### [Exercise brief]
Render the records from the line containing "Help me locate the volkswagen" through the line containing "[0,187,42,239]" as a Markdown table with the columns Row and Line, numbering each line and omitting blank lines.

★ ★ ★ ★

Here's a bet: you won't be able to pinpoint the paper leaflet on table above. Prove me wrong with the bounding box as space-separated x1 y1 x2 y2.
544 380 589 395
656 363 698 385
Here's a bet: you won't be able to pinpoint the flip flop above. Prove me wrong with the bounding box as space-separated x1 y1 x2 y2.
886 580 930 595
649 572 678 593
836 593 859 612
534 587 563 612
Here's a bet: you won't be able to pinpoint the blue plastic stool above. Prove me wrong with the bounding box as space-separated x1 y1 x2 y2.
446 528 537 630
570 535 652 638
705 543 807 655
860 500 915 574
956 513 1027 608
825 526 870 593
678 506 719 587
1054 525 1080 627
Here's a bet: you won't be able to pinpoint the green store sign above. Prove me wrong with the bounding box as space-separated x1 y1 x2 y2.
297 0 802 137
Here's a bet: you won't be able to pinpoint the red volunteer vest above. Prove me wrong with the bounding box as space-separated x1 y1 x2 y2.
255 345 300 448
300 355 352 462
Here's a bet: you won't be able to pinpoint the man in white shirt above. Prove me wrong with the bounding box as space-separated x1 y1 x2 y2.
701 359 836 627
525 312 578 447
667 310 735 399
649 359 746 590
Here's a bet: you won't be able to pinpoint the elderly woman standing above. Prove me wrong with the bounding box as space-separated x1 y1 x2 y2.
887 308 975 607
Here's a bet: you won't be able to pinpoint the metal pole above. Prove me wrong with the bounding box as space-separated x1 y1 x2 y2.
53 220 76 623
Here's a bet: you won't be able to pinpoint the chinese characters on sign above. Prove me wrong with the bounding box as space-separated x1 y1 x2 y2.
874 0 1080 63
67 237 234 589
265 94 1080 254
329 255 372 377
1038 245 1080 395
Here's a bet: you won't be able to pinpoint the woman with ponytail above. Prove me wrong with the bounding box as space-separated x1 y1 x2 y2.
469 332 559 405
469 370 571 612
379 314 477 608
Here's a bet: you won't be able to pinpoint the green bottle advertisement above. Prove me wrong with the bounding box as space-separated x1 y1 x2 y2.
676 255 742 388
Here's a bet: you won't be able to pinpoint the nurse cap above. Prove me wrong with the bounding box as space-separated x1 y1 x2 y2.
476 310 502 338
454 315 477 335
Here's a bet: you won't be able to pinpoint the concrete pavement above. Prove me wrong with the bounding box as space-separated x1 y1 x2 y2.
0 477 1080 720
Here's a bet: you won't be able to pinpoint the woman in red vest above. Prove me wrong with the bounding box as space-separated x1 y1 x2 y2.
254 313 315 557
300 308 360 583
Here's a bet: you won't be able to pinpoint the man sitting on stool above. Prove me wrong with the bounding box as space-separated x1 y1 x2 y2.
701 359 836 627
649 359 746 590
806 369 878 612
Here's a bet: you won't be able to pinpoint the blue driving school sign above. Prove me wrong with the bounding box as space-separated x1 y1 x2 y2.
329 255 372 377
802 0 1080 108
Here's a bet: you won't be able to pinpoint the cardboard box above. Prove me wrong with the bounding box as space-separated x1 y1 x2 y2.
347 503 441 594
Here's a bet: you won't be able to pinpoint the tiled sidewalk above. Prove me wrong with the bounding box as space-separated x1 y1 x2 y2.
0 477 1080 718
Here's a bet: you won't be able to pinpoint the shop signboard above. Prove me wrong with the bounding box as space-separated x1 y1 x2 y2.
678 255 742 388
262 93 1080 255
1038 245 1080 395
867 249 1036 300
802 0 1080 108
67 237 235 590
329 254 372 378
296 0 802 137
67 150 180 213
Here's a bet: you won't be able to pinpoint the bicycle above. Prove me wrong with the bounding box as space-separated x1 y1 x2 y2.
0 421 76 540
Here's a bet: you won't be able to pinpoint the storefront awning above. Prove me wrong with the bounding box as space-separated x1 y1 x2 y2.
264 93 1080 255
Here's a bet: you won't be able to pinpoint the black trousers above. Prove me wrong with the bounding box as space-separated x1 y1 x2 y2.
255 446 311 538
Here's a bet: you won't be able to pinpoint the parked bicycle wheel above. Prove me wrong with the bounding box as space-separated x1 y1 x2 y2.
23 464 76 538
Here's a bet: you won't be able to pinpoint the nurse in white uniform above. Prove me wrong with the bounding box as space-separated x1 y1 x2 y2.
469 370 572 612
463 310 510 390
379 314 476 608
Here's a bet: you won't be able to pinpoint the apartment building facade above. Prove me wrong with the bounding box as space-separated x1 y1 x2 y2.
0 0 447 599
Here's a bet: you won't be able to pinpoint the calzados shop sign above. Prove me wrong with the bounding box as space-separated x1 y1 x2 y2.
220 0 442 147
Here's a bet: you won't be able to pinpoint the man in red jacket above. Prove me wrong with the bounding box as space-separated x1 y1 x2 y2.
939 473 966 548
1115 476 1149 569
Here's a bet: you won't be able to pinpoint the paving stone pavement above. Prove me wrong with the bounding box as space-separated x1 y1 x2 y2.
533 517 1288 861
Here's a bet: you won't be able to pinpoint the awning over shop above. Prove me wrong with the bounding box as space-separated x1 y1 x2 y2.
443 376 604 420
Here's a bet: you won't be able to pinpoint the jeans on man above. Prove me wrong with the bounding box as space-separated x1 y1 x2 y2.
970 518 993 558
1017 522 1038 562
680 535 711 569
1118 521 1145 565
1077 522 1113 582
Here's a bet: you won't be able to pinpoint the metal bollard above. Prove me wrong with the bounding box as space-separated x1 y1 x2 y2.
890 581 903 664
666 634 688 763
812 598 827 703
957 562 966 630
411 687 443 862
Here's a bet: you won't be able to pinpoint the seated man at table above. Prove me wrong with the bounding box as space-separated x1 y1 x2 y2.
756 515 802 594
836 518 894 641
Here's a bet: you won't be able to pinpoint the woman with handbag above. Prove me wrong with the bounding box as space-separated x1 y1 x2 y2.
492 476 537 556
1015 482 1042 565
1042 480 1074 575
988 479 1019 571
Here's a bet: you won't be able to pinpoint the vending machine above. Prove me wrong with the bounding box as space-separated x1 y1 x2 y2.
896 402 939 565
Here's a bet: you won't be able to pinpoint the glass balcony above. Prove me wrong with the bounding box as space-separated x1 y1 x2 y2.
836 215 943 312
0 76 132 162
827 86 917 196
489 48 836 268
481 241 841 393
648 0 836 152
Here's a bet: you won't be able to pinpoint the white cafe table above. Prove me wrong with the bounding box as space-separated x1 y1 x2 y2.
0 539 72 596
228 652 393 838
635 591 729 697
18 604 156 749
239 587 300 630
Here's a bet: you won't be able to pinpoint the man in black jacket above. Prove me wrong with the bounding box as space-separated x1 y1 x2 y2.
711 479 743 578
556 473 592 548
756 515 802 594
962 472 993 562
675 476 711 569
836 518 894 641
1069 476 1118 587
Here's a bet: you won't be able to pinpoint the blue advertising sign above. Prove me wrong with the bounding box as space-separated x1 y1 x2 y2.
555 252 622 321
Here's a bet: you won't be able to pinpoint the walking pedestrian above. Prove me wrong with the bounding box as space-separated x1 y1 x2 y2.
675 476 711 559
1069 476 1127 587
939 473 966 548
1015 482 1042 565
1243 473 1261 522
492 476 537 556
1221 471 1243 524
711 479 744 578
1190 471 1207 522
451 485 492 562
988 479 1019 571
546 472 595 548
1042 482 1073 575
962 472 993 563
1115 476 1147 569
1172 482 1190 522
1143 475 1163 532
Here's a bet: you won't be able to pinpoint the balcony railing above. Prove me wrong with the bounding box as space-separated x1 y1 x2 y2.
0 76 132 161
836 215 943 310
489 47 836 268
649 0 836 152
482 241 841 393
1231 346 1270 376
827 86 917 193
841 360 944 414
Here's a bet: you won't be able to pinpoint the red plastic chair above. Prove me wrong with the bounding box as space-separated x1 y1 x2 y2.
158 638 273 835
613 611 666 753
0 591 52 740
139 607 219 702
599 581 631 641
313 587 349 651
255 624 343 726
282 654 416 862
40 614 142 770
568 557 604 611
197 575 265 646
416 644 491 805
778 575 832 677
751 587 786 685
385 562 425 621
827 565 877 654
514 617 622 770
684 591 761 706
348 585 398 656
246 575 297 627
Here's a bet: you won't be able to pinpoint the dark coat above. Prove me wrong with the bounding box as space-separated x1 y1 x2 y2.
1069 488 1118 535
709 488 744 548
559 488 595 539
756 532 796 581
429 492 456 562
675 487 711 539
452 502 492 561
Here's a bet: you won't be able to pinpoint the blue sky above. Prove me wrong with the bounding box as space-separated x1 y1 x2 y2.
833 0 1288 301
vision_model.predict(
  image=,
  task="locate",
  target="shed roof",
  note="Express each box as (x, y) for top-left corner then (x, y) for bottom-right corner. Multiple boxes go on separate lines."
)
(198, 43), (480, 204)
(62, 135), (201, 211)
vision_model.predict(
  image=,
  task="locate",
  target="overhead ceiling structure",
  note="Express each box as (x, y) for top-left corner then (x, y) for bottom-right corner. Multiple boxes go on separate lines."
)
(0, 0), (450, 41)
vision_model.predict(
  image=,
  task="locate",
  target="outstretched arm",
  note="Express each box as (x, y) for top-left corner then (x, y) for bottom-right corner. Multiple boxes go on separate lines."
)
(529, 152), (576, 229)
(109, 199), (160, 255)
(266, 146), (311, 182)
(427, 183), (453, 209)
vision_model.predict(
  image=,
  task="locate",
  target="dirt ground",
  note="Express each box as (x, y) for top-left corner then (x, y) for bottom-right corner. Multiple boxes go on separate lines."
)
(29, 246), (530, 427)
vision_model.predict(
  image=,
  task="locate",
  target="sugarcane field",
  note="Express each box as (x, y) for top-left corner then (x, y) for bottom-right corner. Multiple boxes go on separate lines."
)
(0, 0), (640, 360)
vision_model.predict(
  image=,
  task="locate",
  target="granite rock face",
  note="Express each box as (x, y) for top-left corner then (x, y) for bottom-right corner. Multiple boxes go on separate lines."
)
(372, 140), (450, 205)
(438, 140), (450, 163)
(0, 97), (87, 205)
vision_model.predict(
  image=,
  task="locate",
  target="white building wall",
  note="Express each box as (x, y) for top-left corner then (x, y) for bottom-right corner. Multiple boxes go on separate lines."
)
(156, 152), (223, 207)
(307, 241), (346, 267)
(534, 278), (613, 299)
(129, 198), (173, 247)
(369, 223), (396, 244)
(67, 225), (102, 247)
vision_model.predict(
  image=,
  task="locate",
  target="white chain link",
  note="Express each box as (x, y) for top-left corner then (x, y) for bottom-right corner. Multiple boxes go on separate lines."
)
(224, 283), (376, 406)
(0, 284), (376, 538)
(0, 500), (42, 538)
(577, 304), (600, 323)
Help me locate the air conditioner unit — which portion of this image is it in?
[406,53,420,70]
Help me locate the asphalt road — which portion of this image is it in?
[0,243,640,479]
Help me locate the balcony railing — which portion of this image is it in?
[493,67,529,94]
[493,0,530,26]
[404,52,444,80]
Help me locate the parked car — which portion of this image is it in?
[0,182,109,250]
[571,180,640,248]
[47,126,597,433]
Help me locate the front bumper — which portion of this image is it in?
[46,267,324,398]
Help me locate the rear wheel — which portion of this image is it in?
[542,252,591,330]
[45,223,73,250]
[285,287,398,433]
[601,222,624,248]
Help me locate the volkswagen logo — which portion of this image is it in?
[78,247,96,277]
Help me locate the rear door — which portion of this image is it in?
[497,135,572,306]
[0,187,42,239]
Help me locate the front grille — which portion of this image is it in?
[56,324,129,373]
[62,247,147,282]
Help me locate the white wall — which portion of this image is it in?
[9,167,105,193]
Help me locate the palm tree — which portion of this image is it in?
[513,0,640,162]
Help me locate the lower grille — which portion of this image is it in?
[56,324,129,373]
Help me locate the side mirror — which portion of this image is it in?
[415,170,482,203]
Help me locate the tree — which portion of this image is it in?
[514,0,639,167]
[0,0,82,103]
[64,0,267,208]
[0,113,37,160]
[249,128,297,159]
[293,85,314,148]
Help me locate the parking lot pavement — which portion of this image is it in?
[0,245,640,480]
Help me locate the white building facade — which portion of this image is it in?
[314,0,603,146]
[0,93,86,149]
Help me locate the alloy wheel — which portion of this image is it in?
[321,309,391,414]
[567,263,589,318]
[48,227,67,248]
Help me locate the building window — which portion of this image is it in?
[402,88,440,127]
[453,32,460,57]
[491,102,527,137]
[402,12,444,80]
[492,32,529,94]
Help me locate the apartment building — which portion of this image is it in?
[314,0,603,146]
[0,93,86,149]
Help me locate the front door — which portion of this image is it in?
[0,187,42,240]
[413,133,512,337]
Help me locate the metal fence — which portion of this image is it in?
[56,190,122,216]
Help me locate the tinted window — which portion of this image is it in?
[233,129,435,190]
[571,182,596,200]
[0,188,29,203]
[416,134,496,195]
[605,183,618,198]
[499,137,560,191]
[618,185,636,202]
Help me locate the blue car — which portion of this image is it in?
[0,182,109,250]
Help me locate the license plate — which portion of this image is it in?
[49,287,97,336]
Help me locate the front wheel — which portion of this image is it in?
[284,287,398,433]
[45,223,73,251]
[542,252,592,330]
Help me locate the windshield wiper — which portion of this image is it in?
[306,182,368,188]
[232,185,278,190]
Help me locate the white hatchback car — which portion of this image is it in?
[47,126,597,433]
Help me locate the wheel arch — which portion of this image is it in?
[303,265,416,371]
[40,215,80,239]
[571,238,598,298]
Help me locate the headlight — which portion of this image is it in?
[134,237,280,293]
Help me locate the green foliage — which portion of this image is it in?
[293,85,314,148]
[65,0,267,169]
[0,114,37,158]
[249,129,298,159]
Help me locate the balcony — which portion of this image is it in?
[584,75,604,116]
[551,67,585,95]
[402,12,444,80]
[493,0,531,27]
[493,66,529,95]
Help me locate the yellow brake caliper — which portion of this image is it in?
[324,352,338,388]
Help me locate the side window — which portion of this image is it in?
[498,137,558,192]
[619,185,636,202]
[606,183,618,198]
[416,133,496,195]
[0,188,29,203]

★ ★ ★ ★

### [Result]
| Row | Line |
|---|---|
| 1 | Help me locate the volkswagen logo — which portion of this image is it in? |
| 2 | [78,247,96,277] |
| 3 | Help me locate the rear door — which portion of this image is it in? |
| 4 | [497,135,572,306] |
| 5 | [0,187,42,239] |